> _Text extract_
● ● ● ●

= Goodnight Kiwi =

Animated short seen on Television New Zealand

The Goodnight Kiwi is an animated short which has been used to signal the end of nightly broadcasts on Television New Zealand channels. The Goodnight Kiwi features two characters: the eponymous Goodnight Kiwi (later also called TV Kiwi), and his companion, simply known as The Cat. The animation was introduced in 1975 on TV2, and used on South Pacific Television between 1976 and 1980. Between 1980 and 19 October 1994, the animation was screened again on TV2. This animation returned on 6 September 2007 for use on TVNZ 6 when the channel ended transmission at midnight. TVNZ U also used the Goodnight Kiwi at midnight before overnight service.

The short was animated by Sam Harvey (1923–2014), with music arrangement by Bernie Allen and sound by Gary Potts. The name Goodnight Kiwi was in use as early as 1978, when it appeared in South Pacific Television's listings.

== The original clips (1975-1980) ==

Three different clips have been used through time:

The first version of the clip was used when TV2 first signed off in 1975. In this version, Kiwi was a director. The cartoon began with Kiwi yawning in the director's chair. Kiwi wakes up the cat, while a few of broadcasting equipment move away. Kiwi then goes to the back of the studio, cuts the power and turns on the outside lights. Then Kiwi puts the empty bottle and the cat outside, but without it knowing the cat goes outside again while Kiwi is waving to the audience. Following this, Kiwi exits the studio, pulling down a shade revealing "GOODNIGHT FROM TV2". This version was thought to only exist in the form of small clips until TVNZ released it online for public viewing on 15 September 2016.

The second version of the Goodnight Kiwi clip was used by South Pacific Television somewhere between 1976 and 1980 and saw Kiwi living in a television camera (his cat had disappeared). After dusting his camera, throwing a blanket on top of it, winking at the audience, and turning out the lights, Kiwi would close the side flaps on the camera and then the South Pacific Television logo (reading "GOOD NIGHT FROM SOUTH PACIFIC TELEVISION") would appear as the music faded out. This version was also thought to only exist in the form of small clips until TVNZ released this version to their YouTube channel on 4 November 2019. During transmission breakdowns, a still picture of the Goodnight Kiwi was often used, in poses including one of sweeping the floor and accidentally smashing one of the television monitors with a broom, or accidentally cutting a wire.

● ● ● ●

> _Raw records_
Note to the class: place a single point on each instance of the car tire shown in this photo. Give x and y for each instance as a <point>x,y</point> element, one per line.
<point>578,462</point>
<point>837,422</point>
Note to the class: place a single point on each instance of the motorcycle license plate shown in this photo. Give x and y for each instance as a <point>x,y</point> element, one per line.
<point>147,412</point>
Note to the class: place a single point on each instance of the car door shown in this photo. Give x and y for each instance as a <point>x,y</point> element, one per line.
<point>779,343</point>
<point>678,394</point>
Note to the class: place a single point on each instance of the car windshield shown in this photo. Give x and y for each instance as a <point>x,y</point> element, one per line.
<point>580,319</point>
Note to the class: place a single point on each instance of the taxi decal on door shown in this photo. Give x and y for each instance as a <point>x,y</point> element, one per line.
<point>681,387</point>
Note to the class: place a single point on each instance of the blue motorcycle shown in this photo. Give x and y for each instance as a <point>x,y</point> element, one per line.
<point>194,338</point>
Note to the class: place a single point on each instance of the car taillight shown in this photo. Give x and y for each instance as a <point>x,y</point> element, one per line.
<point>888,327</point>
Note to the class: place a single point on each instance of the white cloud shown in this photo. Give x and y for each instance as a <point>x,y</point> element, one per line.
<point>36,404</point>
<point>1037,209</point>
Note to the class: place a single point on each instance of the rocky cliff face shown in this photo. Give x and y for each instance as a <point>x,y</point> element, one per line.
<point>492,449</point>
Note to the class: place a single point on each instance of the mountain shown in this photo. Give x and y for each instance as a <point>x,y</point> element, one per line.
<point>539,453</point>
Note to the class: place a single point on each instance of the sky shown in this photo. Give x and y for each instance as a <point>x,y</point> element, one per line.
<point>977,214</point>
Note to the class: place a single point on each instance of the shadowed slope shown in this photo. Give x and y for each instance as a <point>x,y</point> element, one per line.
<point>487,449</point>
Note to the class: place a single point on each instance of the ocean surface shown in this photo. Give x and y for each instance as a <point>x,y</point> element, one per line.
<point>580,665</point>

● ● ● ●

> _Tasks to complete_
1: Rewrite the paragraph of the Goodnight Kiwi article that begins "The second version of the Goodnight Kiwi clip" more briefly, keeping its main facts.
2: Retype the part of the Goodnight Kiwi article starting with "The Goodnight Kiwi is" and going on through "Pacific Television's listings.".
3: Please continue the Goodnight Kiwi article from the point where it stops.

> _Responses by task_
1: South Pacific Television used the second version sometime between 1976 and 1980. In it, Kiwi lives in a television camera, and his cat has disappeared. He dusts the camera, throws a blanket over it, winks at the audience, turns out the lights and closes the side flaps. Then the logo reading "GOOD NIGHT FROM SOUTH PACIFIC TELEVISION" appears as the music fades. This version was also thought to survive only in small clips until TVNZ posted it to its YouTube channel on 4 November 2019. During transmission breakdowns, still pictures of Kiwi were often shown, such as him sweeping the floor and smashing a monitor with a broom, or accidentally cutting a wire.

2:
The Goodnight Kiwi is an animated short which has been used to signal the end of nightly broadcasts on Television New Zealand channels. The Goodnight Kiwi features two characters: the eponymous Goodnight Kiwi (later also called TV Kiwi), and his companion, simply known as The Cat. The animation was introduced in 1975 on TV2, and used on South Pacific Television between 1976 and 1980. Between 1980 and 19 October 1994, the animation was screened again on TV2. This animation returned on 6 September 2007 for use on TVNZ 6 when the channel ended transmission at midnight. TVNZ U also used the Goodnight Kiwi at midnight before overnight service.

The short was animated by Sam Harvey (1923–2014), with music arrangement by Bernie Allen and sound by Gary Potts. The name Goodnight Kiwi was in use as early as 1978, when it appeared in South Pacific Television's listings.

3:
== The third Goodnight Kiwi (1980-1994) ==
When TVNZ was set to take over South Pacific Television, a new animation was already in production in October 1979. Chris Bourn, head of presentation at TV One, noted that the new version would be shared by the two channels. The new version was referred by TVNZ staff as a "fourth-generation kiwi, slightly older and fatter" than his predecessor.

The third iteration appeared in 1980 and aired on both channels until 1989. The one-minute-long animation begins with Goodnight Kiwi and the Cat in the master control room. Kiwi shuts down the screens and starts an audio cassette playing an instrumental arrangement of the lullaby "Hine E Hine" by Fanny Howie, this is accompanied by a continuity announcer bidding goodnight to viewers, Kiwi walks through the studio while Cat jumps and pulls faces into a camera. Kiwi turns out the lights, puts an empty bottle on the porch and locks the door, while the cat heads upstairs to the studio roof. Kiwi follows and rides an elevator (presumably just after it had been used by the cat) to the top of a transmission mast. At the top, Kiwi covers himself in blankets (in which the cat was already curled up) and goes to sleep in a satellite dish with the Cat sitting on his stomach, under a night sky featuring a crescent moon and the sparkling stars of the Southern Cross. The animation closes with the words: "Goodnight from TELEVISION NEW ZEALAND".

In 1989, TVNZ planned to turn the Goodnight Kiwi into a "megastar", without Americanising the character. This included a children's series as well as appearance in the 1990 Commonwealth Games telecasts and merchandising. The cat would also change his appearance. The puppet series Country Kiwi and the Cool City Cat, inspired by the Kiwi and Cat, first aired on TV2 in December.

There was a slight variation of the ending – from 1989 onwards, the Goodnight Kiwi was only seen on Channel 2 (TV1 adopted its closedown sequence, featuring the National Anthem) and ended with a voiceover stating "it's goodnight from Channel 2" and displaying the Channel 2 logo. On 19 October 1994, the last Goodnight Kiwi was broadcast on TV2, ending with a bumper saying:

Goodnight Kiwi and Cat

We are going to miss you (boo hoo!!)

Sleep well - from all of us here at TVNZ

On the next day, TVNZ started to broadcast for 24 hours on both TV1 and TV2, so there was no need to use the Goodnight Kiwi cartoon anymore. In the aftermath, an animated clip of the Goodnight Kiwi aired in the 8:30pm watershed, but was dropped in the late 90s, as it was seen unfitting within its commercial environment for being "old-fashioned looking".

The animation, characters and music are regarded as part of New Zealand culture and icons of kiwiana.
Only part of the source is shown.